* What this task involves *
Can you transcribe every one of the records below word for word, leaving the pictures out?

--

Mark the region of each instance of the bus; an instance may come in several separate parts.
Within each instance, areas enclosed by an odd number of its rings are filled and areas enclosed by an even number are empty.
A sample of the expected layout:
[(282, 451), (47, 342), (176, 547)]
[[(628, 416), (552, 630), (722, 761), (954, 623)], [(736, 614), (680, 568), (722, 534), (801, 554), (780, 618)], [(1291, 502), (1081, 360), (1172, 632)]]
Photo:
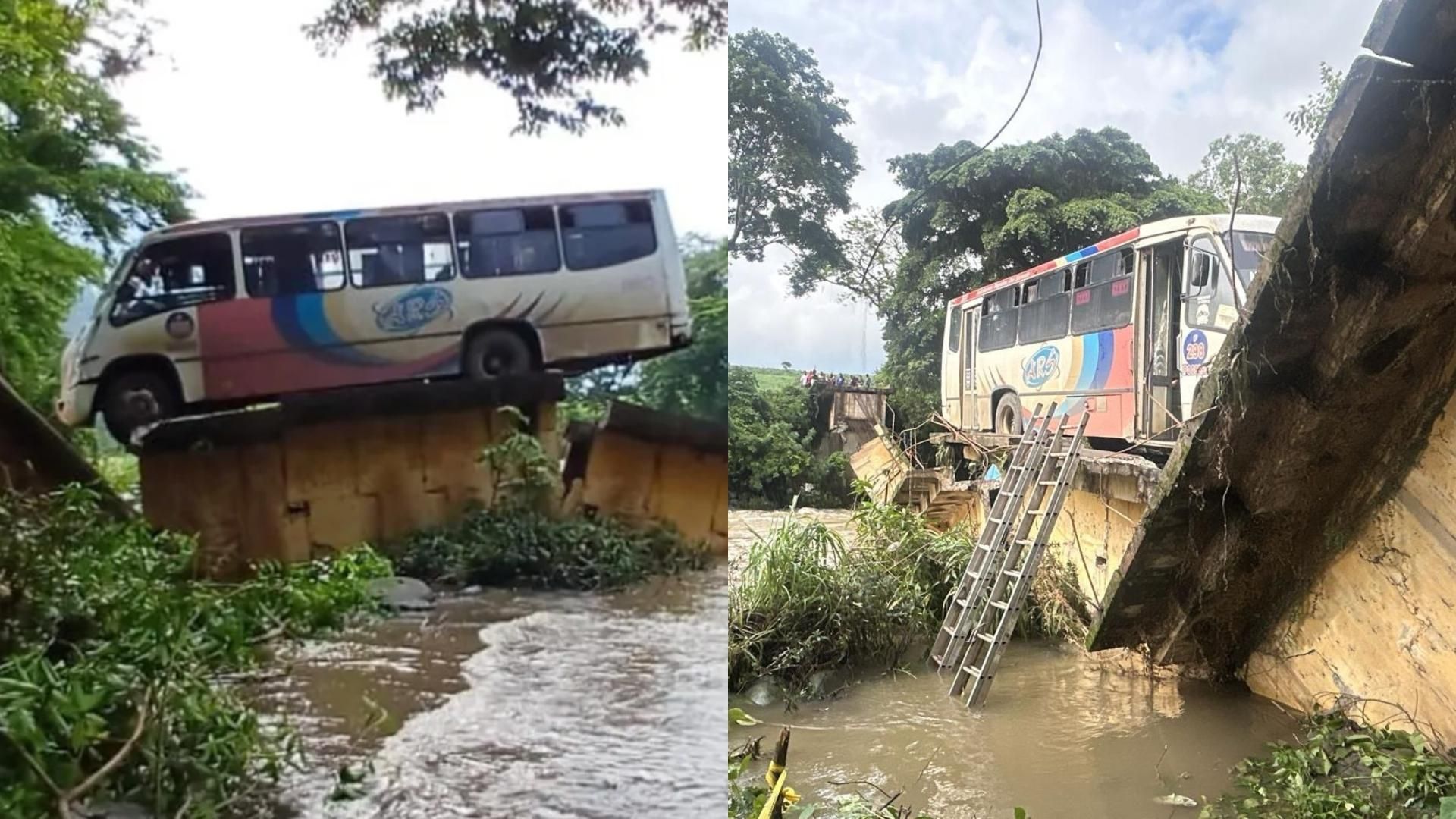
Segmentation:
[(1185, 216), (1133, 227), (951, 300), (943, 417), (1019, 434), (1057, 402), (1086, 434), (1171, 446), (1241, 316), (1278, 219)]
[(635, 361), (692, 341), (662, 191), (189, 222), (127, 252), (57, 415), (137, 427), (290, 392)]

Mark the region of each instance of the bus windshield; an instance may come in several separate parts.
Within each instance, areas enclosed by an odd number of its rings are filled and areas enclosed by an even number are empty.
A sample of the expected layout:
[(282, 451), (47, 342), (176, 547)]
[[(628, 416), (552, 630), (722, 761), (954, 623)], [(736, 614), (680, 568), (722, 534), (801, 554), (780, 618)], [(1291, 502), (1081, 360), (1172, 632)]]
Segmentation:
[(1248, 287), (1249, 280), (1259, 270), (1259, 262), (1264, 261), (1270, 248), (1274, 246), (1274, 235), (1235, 230), (1224, 233), (1223, 240), (1229, 245), (1229, 255), (1233, 256), (1233, 270), (1239, 273), (1239, 281)]

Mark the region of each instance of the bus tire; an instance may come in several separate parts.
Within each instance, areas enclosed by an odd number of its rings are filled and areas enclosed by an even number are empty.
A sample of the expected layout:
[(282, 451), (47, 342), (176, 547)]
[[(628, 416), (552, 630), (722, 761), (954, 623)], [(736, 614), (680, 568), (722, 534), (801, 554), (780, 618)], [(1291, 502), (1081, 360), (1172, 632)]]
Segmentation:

--

* Written response *
Mark the region of each instance of the bus; an instance may come in several separate parts.
Within each instance, areas enclosed by an odd number of its rings are filled and areas enclosed by an even number are empty.
A sample of the expected layout:
[(282, 451), (47, 342), (176, 547)]
[[(628, 416), (552, 630), (722, 761), (954, 623)], [(736, 614), (680, 568), (722, 534), (801, 554), (780, 618)], [(1291, 502), (1081, 360), (1172, 632)]]
Photo:
Segmentation:
[(1185, 216), (1133, 227), (951, 300), (943, 417), (1019, 434), (1057, 402), (1086, 434), (1171, 446), (1241, 316), (1278, 219)]
[(635, 361), (692, 341), (662, 191), (189, 222), (127, 252), (57, 415), (137, 427), (290, 392)]

Mark the region of each instance of the bus windshield; an instance may come in several separate parts.
Within each instance, areas enclosed by an odd number of its rings are filled and areas enclosed by an even number are empty.
A sample of the expected layout:
[(282, 451), (47, 342), (176, 547)]
[[(628, 416), (552, 630), (722, 761), (954, 623)], [(736, 614), (680, 568), (722, 534), (801, 554), (780, 618)], [(1291, 502), (1081, 360), (1172, 632)]]
Segmentation:
[(1248, 287), (1249, 280), (1259, 270), (1259, 262), (1264, 261), (1270, 248), (1274, 246), (1274, 235), (1235, 230), (1224, 233), (1223, 240), (1229, 245), (1229, 255), (1233, 256), (1233, 270), (1239, 273), (1239, 281)]

Mark the region of each instance of the bus tire; an instance may come in several separate parts.
Within each instance, areas enclosed by an odd number of its rings are filled and areas enclosed by an even number are empty.
A sample of the expected layout:
[(282, 451), (47, 342), (176, 547)]
[[(628, 416), (552, 630), (722, 761), (954, 623)], [(736, 614), (680, 568), (722, 534), (801, 554), (780, 618)], [(1291, 502), (1081, 360), (1172, 632)]]
Segmentation:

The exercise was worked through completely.